• [GESELECTEERD FRAGMENT]
================================

De gecertificeerde instelling onderschrijft de zorgen en het verzoek van de Raad. Ter zitting is toegelicht dat er ondanks de lopende aanvragen nog geen plek is gevonden voor [minderjarige] in een gezinshuis. Er is actief onderzocht of – ter overbrugging – met intensieve ondersteuning een tijdelijke terugplaatsing bij één van de ouders mogelijk is. Het andere alternatief is dat [minderjarige] op een tijdelijke (crisis)plek wordt geplaatst. Beide mogelijkheden hebben voor- en nadelen, maar zijn uiteindelijk niet in het belang van [minderjarige] . Als een keuze moet worden gemaakt dan zou, alles afwegende, een crisisplek de voorkeur hebben boven thuisplaatsing, omdat het risico dat de thuisplaatsing niet zal slagen groter is en kan zorgen voor blijvende schade in de ontwikkeling van [minderjarige] . Vanuit een neutrale plek kan [minderjarige] met beide ouders contact onderhouden.
De vader heeft verweer gevoerd tegen de uithuisplaatsing, omdat [minderjarige] bij hem en zijn partner kan wonen. Dat is ook wat [minderjarige] het liefste wil. Hij staat open voor ondersteuning daarbij. De uithuisplaatsing is volgens de vader zowel tijdelijk als voor de langere termijn niet noodzakelijk en zeer onwenselijk.

================================

• [UIT TE VOEREN TAKEN]
[A] Typ uit de tekst over de uithuisplaatsing het stuk over van "De gecertificeerde instelling" tot en met "ouders contact onderhouden.".
[B] Schrijf op hoe de tekst over de uithuisplaatsing verdergaat na de laatste zin.

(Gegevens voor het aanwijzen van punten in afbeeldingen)
================================

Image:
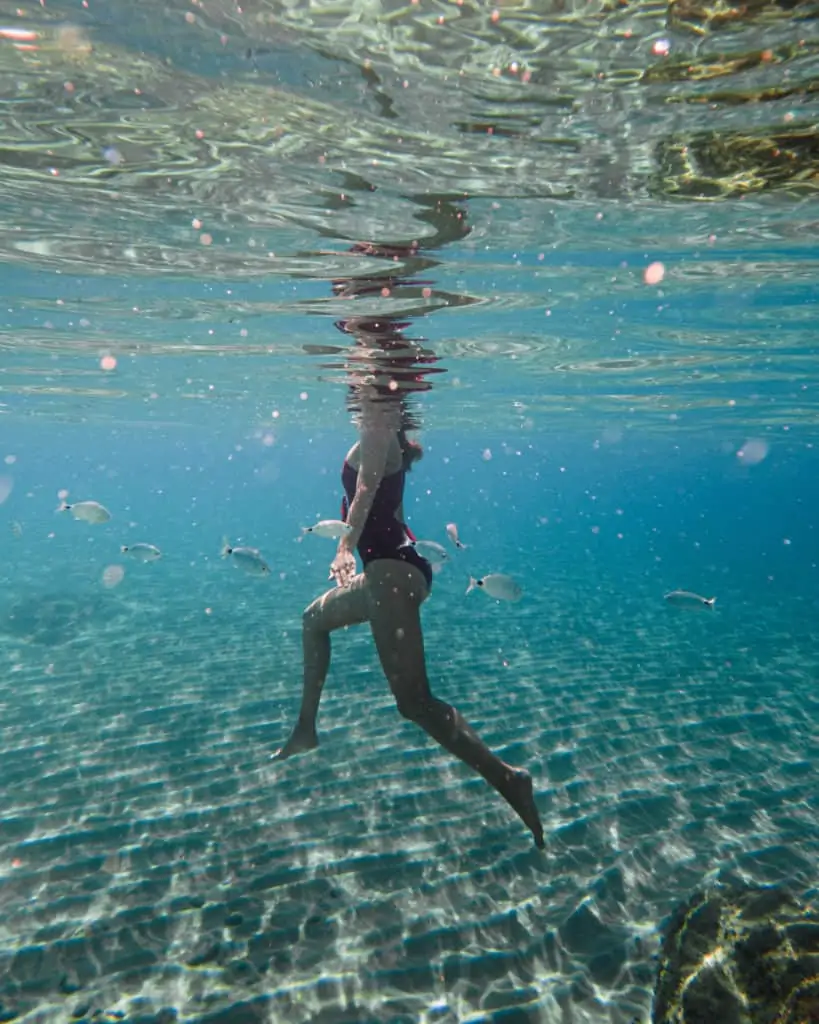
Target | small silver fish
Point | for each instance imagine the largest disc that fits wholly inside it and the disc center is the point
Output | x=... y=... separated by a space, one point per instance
x=497 y=585
x=451 y=532
x=141 y=552
x=685 y=598
x=434 y=553
x=249 y=559
x=332 y=528
x=87 y=511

================================

• [ANTWOORDEN PER TAAK]
[A]
De gecertificeerde instelling onderschrijft de zorgen en het verzoek van de Raad. Ter zitting is toegelicht dat er ondanks de lopende aanvragen nog geen plek is gevonden voor [minderjarige] in een gezinshuis. Er is actief onderzocht of – ter overbrugging – met intensieve ondersteuning een tijdelijke terugplaatsing bij één van de ouders mogelijk is. Het andere alternatief is dat [minderjarige] op een tijdelijke (crisis)plek wordt geplaatst. Beide mogelijkheden hebben voor- en nadelen, maar zijn uiteindelijk niet in het belang van [minderjarige] . Als een keuze moet worden gemaakt dan zou, alles afwegende, een crisisplek de voorkeur hebben boven thuisplaatsing, omdat het risico dat de thuisplaatsing niet zal slagen groter is en kan zorgen voor blijvende schade in de ontwikkeling van [minderjarige] . Vanuit een neutrale plek kan [minderjarige] met beide ouders contact onderhouden.

[B]
De moeder heeft zich niet verzet tegen het verzoek, maar vindt een crisisplek ook niet in het belang van [minderjarige] . Zij zou [minderjarige] daarom maximaal twee maanden kunnen opvangen ter overbrugging.
Beoordeling
De kinderrechter is, gelet op hetgeen uit het dossier en ter zitting naar voren is gekomen, van oordeel dat de in artikel 1:255, eerste lid, van het Burgerlijk Wetboek genoemde gronden voor ondertoezichtstelling aanwezig zijn.
Daarbij overweegt de kinderrechter dat [minderjarige] ernstig in haar ontwikkeling wordt bedreigd als gevolg van veel onrust in haar leven. Die onrust komt voort uit de moeizame verhouding en onmin tussen de ouders waar [minderjarige] tussenin zit en waar zij ook het onderwerp van is. Ook is het al een hele tijd onduidelijk waar [minderjarige] het beste kan wonen. Dat is frustrerend voor [minderjarige] en komt niet tegemoet aan de duidelijkheid, structuur en rust die zij juist nodig heeft. Gezien de complexe situatie, de verschillende visie van de ouders daarop en hun moeizame onderlinge communicatie, vindt de kinderrechter het kader van de ondertoezichtstelling noodzakelijk zodat de jeugdbeschermer zicht kan houden op de belangen van [minderjarige] en de nodige hulpverlening kan coördineren.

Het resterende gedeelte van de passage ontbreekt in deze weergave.